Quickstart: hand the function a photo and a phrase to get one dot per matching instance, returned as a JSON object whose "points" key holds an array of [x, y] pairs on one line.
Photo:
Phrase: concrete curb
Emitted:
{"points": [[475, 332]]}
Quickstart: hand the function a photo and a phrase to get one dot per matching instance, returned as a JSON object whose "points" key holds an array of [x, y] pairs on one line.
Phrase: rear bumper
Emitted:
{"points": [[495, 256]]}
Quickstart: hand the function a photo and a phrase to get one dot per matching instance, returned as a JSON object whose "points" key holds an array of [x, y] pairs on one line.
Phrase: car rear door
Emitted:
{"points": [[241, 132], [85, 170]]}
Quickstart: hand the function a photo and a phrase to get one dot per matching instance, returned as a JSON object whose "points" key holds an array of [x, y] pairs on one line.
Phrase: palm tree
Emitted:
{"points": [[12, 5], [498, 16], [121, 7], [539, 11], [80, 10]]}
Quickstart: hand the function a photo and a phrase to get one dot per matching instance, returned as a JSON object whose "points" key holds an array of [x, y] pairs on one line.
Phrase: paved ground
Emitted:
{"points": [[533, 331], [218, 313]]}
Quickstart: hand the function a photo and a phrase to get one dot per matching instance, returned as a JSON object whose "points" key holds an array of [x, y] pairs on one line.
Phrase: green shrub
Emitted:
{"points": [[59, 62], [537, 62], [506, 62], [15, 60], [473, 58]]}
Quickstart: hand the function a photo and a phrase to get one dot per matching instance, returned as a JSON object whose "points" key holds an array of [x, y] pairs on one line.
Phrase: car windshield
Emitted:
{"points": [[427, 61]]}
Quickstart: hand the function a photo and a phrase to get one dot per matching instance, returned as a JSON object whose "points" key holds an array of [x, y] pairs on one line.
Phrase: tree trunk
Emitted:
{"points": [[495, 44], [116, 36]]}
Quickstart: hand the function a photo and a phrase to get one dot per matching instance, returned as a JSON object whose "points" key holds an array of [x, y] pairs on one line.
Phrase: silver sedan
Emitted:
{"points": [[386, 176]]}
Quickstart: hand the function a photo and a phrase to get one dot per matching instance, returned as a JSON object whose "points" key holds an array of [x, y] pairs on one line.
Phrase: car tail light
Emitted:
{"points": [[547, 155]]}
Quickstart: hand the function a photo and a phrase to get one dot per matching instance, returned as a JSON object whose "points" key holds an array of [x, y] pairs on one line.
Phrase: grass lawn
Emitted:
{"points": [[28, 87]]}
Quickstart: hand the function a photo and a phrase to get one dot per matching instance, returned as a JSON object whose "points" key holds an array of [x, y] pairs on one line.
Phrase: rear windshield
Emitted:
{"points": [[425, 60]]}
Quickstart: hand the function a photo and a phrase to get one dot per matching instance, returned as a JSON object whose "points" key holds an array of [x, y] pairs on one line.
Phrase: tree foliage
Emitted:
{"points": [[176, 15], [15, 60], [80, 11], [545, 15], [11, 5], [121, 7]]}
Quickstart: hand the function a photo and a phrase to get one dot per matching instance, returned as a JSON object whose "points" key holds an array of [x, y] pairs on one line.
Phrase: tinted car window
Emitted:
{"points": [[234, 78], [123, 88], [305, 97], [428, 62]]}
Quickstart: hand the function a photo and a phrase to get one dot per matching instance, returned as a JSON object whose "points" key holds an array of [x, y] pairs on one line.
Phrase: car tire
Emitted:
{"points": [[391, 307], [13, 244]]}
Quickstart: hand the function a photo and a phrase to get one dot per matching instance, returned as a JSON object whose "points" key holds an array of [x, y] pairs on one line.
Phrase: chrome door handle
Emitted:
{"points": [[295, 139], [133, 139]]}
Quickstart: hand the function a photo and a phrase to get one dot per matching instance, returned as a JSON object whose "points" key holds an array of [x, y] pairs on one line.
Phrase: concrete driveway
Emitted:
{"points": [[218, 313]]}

● ● ● ● ●

■ **Exercise task**: Reproduce the full listing exactly.

■ **The answer**:
Quickstart: hand the function a photo and a phrase to get one dot per matching instance, returned as a JSON object whose "points" key holds an array of [x, y] pairs on one line.
Photo:
Phrase: concrete curb
Emitted:
{"points": [[475, 332]]}
Quickstart: hand the function a photo and a phrase to get one dot per matching instance, returned as a JSON object whose "points" key holds an array of [x, y] pairs on one line.
Phrase: rear bumper
Emitted:
{"points": [[495, 256]]}
Quickstart: hand the function a photo and a phrase to get one dot per matching instance, returned as a JSON object whose "points" key holds an array of [x, y] pairs on one line.
Phrase: car rear door
Emitted:
{"points": [[241, 132], [85, 170]]}
Quickstart: hand the function a photo and a phrase to get one dot per matching instance, returned as a JSON object whose "points" key holds an array of [x, y] pairs on one line.
Phrase: palm tree
Emitted:
{"points": [[12, 5], [498, 16], [121, 7], [539, 11], [80, 10]]}
Quickstart: hand the function a photo and a phrase to get one dot per matching instance, returned as a JSON object whose "points" key holds an array of [x, y] pairs on one line.
Phrase: paved ground
Emitted:
{"points": [[533, 331], [218, 313]]}
Quickstart: hand the function a photo and a phrase to get one dot per matching instance, returned as a JSON object whose "points" key holds an array of [x, y] pairs on one line.
Phrase: green shrub
Emitted:
{"points": [[59, 62], [537, 62], [506, 62], [15, 60], [473, 58]]}
Quickstart: hand the function a photo and a phrase to get one dot per matching instance, returned as a JSON object whose "points" key holds an array of [x, y] pairs on one line.
Phrase: car windshield
Emitted:
{"points": [[427, 61]]}
Quickstart: hand the function a photo and a phrase to get one dot per matching instance, returned as a JSON object whose "points" key holds an array of [x, y] pairs on one line.
Phrase: tree trunk
Emitted:
{"points": [[495, 44], [116, 36]]}
Quickstart: hand the function a photo and a phrase to get one dot per matching instance, returned as a JSON object whose "points" key holds an array of [x, y] pairs on one line.
Phrase: silver sedan
Emitted:
{"points": [[386, 176]]}
Quickstart: hand the function a photo and a phrase to get one dot per matching instance, returned as a JSON object whose "points" key holds an array of [x, y] pairs on one line.
Phrase: car tail light
Emitted:
{"points": [[547, 155]]}
Quickstart: hand the function a photo and a phrase to get one dot per matching instance, returned as a JSON object whose "points" key holds an array of [x, y] pairs on one line.
Phrase: grass lawn
Emitted:
{"points": [[28, 87]]}
Quickstart: hand the function a photo and a phrase to get one dot per matching instance, returned as a JSON object whose "points" key holds an array of [x, y] pairs on one line.
Phrase: rear windshield
Emitted:
{"points": [[425, 60]]}
Quickstart: hand the function a photo and a phrase to get one dot per matching instance, returned as a JSON object whose "points" key holds an array of [x, y] pairs on one line.
Phrase: tree foliage
Emitted:
{"points": [[176, 15], [15, 60], [80, 11], [545, 15], [11, 5], [121, 7]]}
Quickstart: hand the function a photo and a phrase to get one dot per matching instance, returned as a JSON object whose "points" key holds an array of [x, y] pairs on one line.
Phrase: tinted car window
Emitted:
{"points": [[234, 78], [123, 88], [305, 97], [428, 62]]}
Quickstart: hand the function a photo and a phrase to get one dot per matching instance, returned as a JSON object whose "points" key holds an array of [x, y] pairs on one line.
Phrase: car tire
Emitted:
{"points": [[391, 307], [13, 244]]}
Quickstart: hand the function a photo and a phrase to get one dot per matching instance, returned as a JSON object whose "points" key holds an array of [x, y] pairs on one line.
Phrase: chrome door handle
Emitted:
{"points": [[295, 139], [133, 139]]}
Quickstart: hand the function a photo and a phrase to get one dot per matching instance, returned as a JSON object whose "points" key holds an array of [x, y] pairs on one line.
Phrase: concrete driveway
Emitted:
{"points": [[218, 313]]}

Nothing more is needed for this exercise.